◆ WHAT YOU WILL DO
The line containing "Task: Indicate the white upper" and every line after it, through the last, are to be extracted exactly; no other lines belong in the answer.

◆ Dataset excerpt
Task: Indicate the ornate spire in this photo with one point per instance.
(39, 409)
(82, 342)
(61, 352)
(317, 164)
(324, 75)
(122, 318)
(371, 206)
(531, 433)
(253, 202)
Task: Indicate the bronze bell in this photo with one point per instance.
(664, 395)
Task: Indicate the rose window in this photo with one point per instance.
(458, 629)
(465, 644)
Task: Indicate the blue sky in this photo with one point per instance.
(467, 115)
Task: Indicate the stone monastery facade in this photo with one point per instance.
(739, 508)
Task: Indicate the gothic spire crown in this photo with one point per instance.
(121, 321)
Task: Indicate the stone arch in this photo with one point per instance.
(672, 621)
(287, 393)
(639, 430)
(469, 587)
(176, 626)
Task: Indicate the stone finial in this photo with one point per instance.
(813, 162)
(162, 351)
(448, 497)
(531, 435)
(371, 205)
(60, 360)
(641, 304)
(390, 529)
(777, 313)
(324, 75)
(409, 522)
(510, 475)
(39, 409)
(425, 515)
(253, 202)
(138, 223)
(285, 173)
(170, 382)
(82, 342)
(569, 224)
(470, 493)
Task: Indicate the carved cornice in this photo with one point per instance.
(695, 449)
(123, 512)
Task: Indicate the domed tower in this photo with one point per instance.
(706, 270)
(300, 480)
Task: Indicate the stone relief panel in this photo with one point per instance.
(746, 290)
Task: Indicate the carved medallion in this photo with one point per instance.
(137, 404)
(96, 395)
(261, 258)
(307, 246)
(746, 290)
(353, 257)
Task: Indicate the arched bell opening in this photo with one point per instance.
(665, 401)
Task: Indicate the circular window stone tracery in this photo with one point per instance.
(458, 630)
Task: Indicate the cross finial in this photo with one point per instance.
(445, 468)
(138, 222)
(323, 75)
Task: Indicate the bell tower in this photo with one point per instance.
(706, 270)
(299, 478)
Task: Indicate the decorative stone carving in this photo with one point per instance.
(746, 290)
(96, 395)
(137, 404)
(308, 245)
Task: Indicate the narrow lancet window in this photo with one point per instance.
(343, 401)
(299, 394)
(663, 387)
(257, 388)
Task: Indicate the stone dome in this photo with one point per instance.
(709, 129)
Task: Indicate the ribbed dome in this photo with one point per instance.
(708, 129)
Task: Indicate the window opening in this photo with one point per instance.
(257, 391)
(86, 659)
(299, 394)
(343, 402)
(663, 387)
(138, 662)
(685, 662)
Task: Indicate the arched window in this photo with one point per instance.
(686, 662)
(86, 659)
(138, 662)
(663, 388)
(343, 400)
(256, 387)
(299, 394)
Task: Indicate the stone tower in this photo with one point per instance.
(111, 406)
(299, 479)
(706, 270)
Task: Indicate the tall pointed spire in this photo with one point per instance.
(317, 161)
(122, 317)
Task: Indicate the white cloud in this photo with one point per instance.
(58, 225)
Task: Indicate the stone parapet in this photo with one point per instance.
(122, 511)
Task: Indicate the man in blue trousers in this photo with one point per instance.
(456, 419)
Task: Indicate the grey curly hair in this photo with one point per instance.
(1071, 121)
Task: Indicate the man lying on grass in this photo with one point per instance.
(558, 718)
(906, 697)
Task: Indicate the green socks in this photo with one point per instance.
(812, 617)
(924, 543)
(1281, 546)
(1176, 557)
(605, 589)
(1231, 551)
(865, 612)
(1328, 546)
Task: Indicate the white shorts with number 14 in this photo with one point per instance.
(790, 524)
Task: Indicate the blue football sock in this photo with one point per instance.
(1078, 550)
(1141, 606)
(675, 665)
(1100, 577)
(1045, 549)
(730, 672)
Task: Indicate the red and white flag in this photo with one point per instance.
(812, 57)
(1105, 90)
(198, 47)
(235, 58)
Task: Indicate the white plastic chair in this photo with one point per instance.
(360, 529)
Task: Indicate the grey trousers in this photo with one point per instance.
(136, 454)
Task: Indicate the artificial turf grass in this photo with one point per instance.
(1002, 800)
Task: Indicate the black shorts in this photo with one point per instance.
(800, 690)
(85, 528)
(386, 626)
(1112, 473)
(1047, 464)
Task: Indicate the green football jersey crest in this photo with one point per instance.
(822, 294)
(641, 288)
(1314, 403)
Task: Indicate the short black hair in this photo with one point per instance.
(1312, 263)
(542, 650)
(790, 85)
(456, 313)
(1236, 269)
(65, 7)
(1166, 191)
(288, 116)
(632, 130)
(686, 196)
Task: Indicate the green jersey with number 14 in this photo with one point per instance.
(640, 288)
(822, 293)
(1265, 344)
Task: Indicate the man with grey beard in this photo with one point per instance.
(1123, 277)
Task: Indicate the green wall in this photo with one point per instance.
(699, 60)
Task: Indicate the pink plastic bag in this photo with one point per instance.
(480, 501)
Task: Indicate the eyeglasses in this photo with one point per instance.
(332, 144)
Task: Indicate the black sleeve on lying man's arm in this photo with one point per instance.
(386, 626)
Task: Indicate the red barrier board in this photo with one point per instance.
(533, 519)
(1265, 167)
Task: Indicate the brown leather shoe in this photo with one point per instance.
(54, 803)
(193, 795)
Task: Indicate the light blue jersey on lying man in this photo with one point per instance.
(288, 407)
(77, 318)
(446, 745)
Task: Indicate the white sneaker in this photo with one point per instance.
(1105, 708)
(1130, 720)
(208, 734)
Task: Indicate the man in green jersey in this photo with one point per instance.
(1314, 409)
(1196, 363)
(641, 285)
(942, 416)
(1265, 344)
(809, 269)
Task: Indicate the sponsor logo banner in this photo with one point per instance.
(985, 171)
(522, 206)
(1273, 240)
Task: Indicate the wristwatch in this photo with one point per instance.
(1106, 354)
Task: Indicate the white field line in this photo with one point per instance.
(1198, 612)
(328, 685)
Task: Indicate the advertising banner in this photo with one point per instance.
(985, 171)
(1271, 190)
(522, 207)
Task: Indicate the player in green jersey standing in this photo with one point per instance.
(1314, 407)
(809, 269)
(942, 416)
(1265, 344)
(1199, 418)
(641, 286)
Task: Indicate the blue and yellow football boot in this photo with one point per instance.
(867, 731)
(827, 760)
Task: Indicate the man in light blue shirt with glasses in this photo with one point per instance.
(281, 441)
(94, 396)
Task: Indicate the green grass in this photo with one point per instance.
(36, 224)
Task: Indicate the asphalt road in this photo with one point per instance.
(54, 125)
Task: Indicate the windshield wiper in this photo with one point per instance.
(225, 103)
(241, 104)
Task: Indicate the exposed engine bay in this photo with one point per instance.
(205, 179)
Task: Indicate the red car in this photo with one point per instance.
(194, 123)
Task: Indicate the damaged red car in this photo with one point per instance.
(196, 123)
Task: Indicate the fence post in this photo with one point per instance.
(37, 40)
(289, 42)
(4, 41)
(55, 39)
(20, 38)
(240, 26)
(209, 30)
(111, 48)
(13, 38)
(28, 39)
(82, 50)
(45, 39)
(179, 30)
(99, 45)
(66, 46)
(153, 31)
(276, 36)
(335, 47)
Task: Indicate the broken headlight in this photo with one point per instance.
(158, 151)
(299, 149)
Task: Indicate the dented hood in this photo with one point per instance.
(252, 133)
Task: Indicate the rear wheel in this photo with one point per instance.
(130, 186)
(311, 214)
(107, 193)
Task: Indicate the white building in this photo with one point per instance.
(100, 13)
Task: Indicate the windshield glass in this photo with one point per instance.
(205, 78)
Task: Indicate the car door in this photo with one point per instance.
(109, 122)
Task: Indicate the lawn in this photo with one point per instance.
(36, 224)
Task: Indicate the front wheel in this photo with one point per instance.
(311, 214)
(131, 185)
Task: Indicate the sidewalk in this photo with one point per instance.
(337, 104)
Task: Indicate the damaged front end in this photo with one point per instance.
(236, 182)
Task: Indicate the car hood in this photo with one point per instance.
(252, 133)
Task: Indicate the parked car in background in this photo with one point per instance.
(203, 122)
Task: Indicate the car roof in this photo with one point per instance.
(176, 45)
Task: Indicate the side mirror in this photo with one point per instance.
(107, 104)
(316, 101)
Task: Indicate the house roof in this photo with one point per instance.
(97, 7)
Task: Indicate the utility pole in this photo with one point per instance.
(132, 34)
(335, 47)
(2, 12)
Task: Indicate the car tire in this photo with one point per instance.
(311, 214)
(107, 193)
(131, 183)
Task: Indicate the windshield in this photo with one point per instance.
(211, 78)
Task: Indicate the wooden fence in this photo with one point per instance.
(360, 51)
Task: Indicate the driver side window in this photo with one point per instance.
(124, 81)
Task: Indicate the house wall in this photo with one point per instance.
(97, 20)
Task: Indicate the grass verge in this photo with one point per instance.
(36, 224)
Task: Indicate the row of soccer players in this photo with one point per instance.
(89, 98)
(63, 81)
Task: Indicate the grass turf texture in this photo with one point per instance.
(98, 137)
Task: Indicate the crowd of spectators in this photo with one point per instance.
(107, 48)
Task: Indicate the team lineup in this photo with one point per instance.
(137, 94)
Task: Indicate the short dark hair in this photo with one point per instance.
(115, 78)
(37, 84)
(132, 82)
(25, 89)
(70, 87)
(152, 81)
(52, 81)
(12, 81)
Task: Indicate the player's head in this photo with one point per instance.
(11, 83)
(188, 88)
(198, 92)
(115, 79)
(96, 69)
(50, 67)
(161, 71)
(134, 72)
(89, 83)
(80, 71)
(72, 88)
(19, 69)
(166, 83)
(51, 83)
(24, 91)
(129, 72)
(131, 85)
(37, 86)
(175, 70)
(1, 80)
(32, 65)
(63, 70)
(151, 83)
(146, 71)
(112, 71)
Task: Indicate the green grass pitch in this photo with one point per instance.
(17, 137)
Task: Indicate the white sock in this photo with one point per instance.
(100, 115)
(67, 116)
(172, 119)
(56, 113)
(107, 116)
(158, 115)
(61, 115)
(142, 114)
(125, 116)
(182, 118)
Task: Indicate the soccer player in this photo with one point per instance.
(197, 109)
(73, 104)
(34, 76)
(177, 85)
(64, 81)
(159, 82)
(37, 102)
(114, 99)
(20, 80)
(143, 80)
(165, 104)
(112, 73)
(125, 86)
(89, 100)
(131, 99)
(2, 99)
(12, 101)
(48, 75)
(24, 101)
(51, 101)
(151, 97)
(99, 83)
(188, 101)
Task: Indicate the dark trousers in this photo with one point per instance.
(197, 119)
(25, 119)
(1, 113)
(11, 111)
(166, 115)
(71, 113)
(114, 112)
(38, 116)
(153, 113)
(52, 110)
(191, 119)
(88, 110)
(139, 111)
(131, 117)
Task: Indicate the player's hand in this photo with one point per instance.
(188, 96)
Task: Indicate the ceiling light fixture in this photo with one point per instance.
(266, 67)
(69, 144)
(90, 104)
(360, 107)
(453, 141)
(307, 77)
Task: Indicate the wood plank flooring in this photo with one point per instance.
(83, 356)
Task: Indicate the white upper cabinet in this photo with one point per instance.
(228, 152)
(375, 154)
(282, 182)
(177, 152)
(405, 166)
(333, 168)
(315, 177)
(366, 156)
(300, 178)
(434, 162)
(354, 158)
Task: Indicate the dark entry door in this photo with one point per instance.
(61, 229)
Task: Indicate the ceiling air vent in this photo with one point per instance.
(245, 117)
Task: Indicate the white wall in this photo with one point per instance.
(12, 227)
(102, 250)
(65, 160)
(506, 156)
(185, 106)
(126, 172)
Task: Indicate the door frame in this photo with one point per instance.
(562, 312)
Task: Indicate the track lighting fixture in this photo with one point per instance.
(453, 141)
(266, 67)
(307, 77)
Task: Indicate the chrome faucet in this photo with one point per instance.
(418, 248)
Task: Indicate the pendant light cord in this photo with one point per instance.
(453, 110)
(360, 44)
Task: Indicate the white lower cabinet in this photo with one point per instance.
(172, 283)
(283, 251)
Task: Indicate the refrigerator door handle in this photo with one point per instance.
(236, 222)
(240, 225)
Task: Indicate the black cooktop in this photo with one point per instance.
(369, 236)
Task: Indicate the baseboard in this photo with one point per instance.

◆ ANSWER FOR THE TASK
Task: Indicate the white upper cabinet in this photo with one point per instance.
(228, 152)
(375, 154)
(282, 182)
(177, 152)
(405, 166)
(333, 168)
(315, 177)
(366, 156)
(300, 178)
(434, 162)
(354, 158)
Task: Indicate the dark entry door in this photo with one point per instance.
(61, 229)
Task: Indicate the ceiling air vent in this photo with one point per instance.
(245, 117)
Task: Indicate the white wall in this photo with one point per instance.
(12, 227)
(102, 250)
(65, 160)
(506, 156)
(185, 106)
(126, 172)
Task: Indicate the door frame in this photo with one point per instance.
(562, 312)
Task: Indicate the track lighting fixture in this photo with one point per instance.
(453, 141)
(266, 67)
(307, 77)
Task: Indicate the chrome faucet in this photo with one point per instance.
(418, 248)
Task: Indicate the pendant light cord in this photo with one point per instance.
(453, 110)
(360, 44)
Task: Indicate the white lower cabinet in this photo with one point per instance.
(172, 283)
(283, 251)
Task: Indicate the refrigerator door handle in this photo with one point per instance.
(236, 222)
(240, 225)
Task: Indicate the black cooktop in this photo with one point per instance.
(369, 236)
Task: Indicate the baseboard in this photo with one point per instance.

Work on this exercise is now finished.